■ Required work ■
Write the entries below out again exactly, but skip the pictures.

■ Available data ■
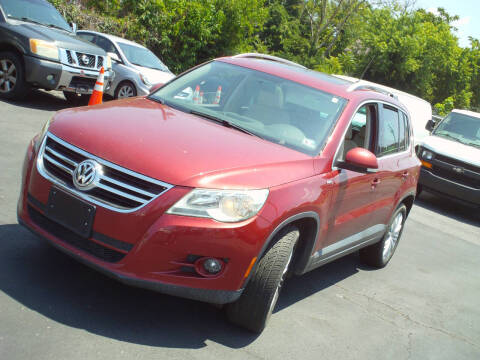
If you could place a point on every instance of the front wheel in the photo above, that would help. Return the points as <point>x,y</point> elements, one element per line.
<point>12,76</point>
<point>379,254</point>
<point>254,308</point>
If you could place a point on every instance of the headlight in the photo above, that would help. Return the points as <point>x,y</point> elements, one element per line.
<point>427,155</point>
<point>221,205</point>
<point>109,62</point>
<point>44,49</point>
<point>42,135</point>
<point>145,80</point>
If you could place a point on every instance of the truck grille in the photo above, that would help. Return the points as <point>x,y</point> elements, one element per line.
<point>466,174</point>
<point>77,59</point>
<point>116,188</point>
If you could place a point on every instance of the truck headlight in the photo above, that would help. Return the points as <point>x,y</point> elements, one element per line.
<point>44,49</point>
<point>145,80</point>
<point>427,155</point>
<point>221,205</point>
<point>109,62</point>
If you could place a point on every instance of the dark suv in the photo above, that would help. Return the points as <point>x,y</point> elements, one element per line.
<point>39,49</point>
<point>224,181</point>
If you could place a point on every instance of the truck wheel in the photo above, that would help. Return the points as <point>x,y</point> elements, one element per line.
<point>76,99</point>
<point>125,89</point>
<point>12,76</point>
<point>253,309</point>
<point>378,255</point>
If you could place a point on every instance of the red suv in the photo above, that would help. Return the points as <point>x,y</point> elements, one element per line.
<point>225,180</point>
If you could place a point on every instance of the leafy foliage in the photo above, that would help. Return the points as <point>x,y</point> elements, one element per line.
<point>385,41</point>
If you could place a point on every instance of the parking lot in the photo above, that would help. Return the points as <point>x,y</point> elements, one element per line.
<point>424,305</point>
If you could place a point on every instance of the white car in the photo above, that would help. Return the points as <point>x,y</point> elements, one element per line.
<point>450,157</point>
<point>136,68</point>
<point>420,110</point>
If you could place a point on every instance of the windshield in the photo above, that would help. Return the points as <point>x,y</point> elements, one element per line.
<point>461,128</point>
<point>142,57</point>
<point>275,109</point>
<point>38,11</point>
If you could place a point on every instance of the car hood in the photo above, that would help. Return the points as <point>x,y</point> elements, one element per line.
<point>155,76</point>
<point>62,39</point>
<point>453,149</point>
<point>179,148</point>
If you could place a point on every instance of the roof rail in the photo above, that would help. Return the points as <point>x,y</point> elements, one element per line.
<point>269,57</point>
<point>359,86</point>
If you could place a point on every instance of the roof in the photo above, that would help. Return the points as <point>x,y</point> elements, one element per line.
<point>112,37</point>
<point>299,74</point>
<point>467,112</point>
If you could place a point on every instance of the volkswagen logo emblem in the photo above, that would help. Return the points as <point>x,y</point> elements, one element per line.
<point>86,174</point>
<point>85,59</point>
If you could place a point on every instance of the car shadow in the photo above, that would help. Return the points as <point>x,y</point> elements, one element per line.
<point>56,286</point>
<point>445,206</point>
<point>41,100</point>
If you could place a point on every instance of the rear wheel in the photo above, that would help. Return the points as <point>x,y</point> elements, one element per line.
<point>12,76</point>
<point>254,308</point>
<point>379,254</point>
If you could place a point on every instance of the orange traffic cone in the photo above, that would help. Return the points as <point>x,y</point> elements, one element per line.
<point>97,94</point>
<point>218,96</point>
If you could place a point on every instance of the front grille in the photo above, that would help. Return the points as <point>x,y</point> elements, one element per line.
<point>116,187</point>
<point>90,60</point>
<point>57,230</point>
<point>444,166</point>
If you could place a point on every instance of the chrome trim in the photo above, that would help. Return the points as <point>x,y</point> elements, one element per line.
<point>43,172</point>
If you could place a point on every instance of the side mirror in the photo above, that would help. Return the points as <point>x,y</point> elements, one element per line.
<point>430,125</point>
<point>156,87</point>
<point>360,160</point>
<point>114,57</point>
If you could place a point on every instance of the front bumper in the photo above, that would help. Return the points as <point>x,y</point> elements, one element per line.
<point>148,248</point>
<point>435,183</point>
<point>51,75</point>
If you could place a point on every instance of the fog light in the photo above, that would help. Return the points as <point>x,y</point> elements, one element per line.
<point>212,266</point>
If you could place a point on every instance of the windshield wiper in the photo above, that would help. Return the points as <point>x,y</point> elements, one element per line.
<point>224,122</point>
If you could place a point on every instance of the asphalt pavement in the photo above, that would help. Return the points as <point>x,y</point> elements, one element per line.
<point>424,305</point>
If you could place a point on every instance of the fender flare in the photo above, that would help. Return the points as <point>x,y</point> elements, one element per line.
<point>307,249</point>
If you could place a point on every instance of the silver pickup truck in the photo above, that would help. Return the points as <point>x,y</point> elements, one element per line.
<point>39,49</point>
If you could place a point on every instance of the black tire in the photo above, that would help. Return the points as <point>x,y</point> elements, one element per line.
<point>253,309</point>
<point>376,255</point>
<point>12,72</point>
<point>76,99</point>
<point>124,84</point>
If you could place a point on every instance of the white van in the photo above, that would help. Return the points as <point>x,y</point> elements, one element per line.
<point>420,110</point>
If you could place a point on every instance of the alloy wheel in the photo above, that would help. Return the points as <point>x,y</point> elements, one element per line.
<point>392,237</point>
<point>8,75</point>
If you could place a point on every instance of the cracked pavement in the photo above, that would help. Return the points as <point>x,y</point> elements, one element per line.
<point>423,305</point>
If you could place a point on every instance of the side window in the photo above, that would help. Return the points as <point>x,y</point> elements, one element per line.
<point>105,44</point>
<point>389,131</point>
<point>360,132</point>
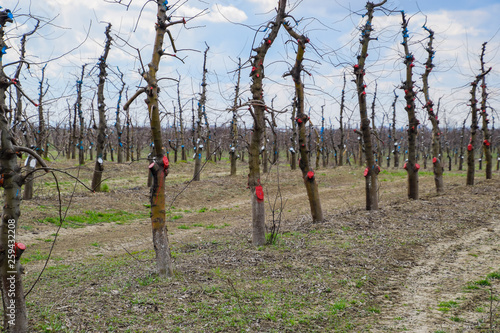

■ Expected output ■
If you could place a point on every instance of the front wheel in the photo above, that would help. Return the points as <point>x,y</point> elements, one element per line.
<point>12,76</point>
<point>379,254</point>
<point>254,308</point>
If you could place a point on every instance of the headlight in the photo above, that would help. Return the points as <point>x,y</point> elements, one element per line.
<point>427,155</point>
<point>221,205</point>
<point>109,62</point>
<point>44,49</point>
<point>42,135</point>
<point>145,80</point>
If you could place a point on every instance of the truck grille in the photo above, that would help. Return the points as <point>x,y</point> elements, one element per line.
<point>466,174</point>
<point>77,59</point>
<point>116,188</point>
If you could place a point on every instance of the truck headlight in the photo above, that would help. Return the points as <point>x,y</point> elements, one element per line.
<point>44,49</point>
<point>145,80</point>
<point>427,155</point>
<point>221,205</point>
<point>109,62</point>
If you could place a point on every instance of the dark suv in the photo above, that would help. Return the points as <point>x,y</point> elements, one element per line.
<point>39,49</point>
<point>224,181</point>
If you could place a point on every instance of the truck wheel in the photo above, that would help. Return the points as <point>x,y</point> elements, one element per line.
<point>76,99</point>
<point>125,89</point>
<point>12,76</point>
<point>253,309</point>
<point>378,255</point>
If you could place a point on every instance of the red suv in the photo above, that would help. Return the points as <point>x,y</point> elements, one element per line.
<point>225,180</point>
If you could place a point on every instance of the leafy foliage in the photo above, that would help. Return the points as <point>x,y</point> elements, one element per line.
<point>385,41</point>
If you could place a point on every instance of the parking lot in the photo above, that would help. Return the points as <point>x,y</point> elements, one element per line.
<point>424,305</point>
If you could place a point on every instance of the white car in the photo above, that would help. Return the points as <point>x,y</point> elements, one element per line.
<point>450,157</point>
<point>136,68</point>
<point>420,110</point>
If you could place a point on every instance of the windshield in the photo above, that would help. Return the points as <point>x,y</point> elements, one element per line.
<point>461,128</point>
<point>142,57</point>
<point>275,109</point>
<point>38,11</point>
If you could place a point on every instance of the car hood in the photo above, that would help. Return the points as <point>x,y</point> elements, one element per line.
<point>155,76</point>
<point>62,39</point>
<point>453,149</point>
<point>179,148</point>
If you could place a point on every instance of the roof rail in the photo above, that would help. Return the points as <point>x,y</point> elements, one element per line.
<point>269,57</point>
<point>359,86</point>
If you could place a point on every instance of the roof in the photo above, that would help. Return the points as <point>x,y</point> elements, one element per line.
<point>112,37</point>
<point>299,74</point>
<point>467,112</point>
If you could place a point on every instance of the volkswagen logo emblem in the photo above, that would help. Return the points as <point>x,y</point> elements, one element per line.
<point>86,174</point>
<point>85,59</point>
If you could place a point on every instance of the car shadow in the photo above, that would help. Return the points as <point>x,y</point> elements, one element per line.
<point>56,286</point>
<point>445,206</point>
<point>41,100</point>
If you could place a point on every instance of the rear wheel in the photo above, that would help. Return the points as <point>x,y</point> elements, one element per line.
<point>12,76</point>
<point>254,308</point>
<point>379,254</point>
If you could place a point on every instance of the orange traffic cone in the photo above, that would help. Return the points as <point>x,y</point> elements, one element per line.
<point>97,94</point>
<point>218,96</point>
If you could place a point on every instance of the front grille in the photo above, that would help. Return the points as <point>x,y</point> elements, one element per line.
<point>116,187</point>
<point>90,60</point>
<point>57,230</point>
<point>444,166</point>
If you could place a point on every instance of the chrome trim in the photo above, that would help. Return the points as <point>x,y</point> elements, one element per line.
<point>43,172</point>
If you could place a point on every instance of the side mirror in the photo above, that would help. Return the points as <point>x,y</point> elements, one element per line.
<point>430,125</point>
<point>156,87</point>
<point>360,160</point>
<point>114,57</point>
If you could place a point on every instance of the front bumper in the photo above, that would help. Return the points as <point>x,y</point> elements, one element per line.
<point>148,248</point>
<point>435,183</point>
<point>51,75</point>
If you could place a point on every instance of the fog light in the photo above, that would help. Return the points as <point>x,y</point> elements, one element per line.
<point>212,266</point>
If you could place a point on every instance of the windshield wiper in the photo above, that would help. Return the points as <point>x,y</point> elements, one element per line.
<point>224,122</point>
If you could place a point on every instance of the asphalt pavement in the photo above, that would help. Return the points as <point>x,y</point> elements, one element per line.
<point>424,305</point>
If you could place a point on every instance of the fender flare in the photo above, that would help. Return the points as <point>x,y</point> elements, one element per line.
<point>307,249</point>
If you could place a point on every instance of the silver pickup truck in the photo above, that would help. Return the points as <point>x,y</point> elements, one element per line.
<point>39,49</point>
If you could place a point on every instance of the black tire in the photo above, that would help. Return the points as <point>x,y</point> elements, one element per line.
<point>253,309</point>
<point>376,255</point>
<point>12,72</point>
<point>76,99</point>
<point>124,84</point>
If you could place a point on every instance of the white van in the photo above, that would help. Return the points as <point>x,y</point> elements, one element per line.
<point>420,110</point>
If you could place a point on every instance of the alloy wheel in the photo above, that would help. Return the points as <point>x,y</point> elements, one element per line.
<point>392,237</point>
<point>8,75</point>
If you could place a point on every instance of the cracked pavement in the photo above, that would help. Return the points as <point>x,y</point> elements, one element per line.
<point>423,305</point>
If you could place a point on every instance of the side window in the photo above, that would help. Return the points as <point>x,y</point> elements, one element per line.
<point>105,44</point>
<point>389,131</point>
<point>360,132</point>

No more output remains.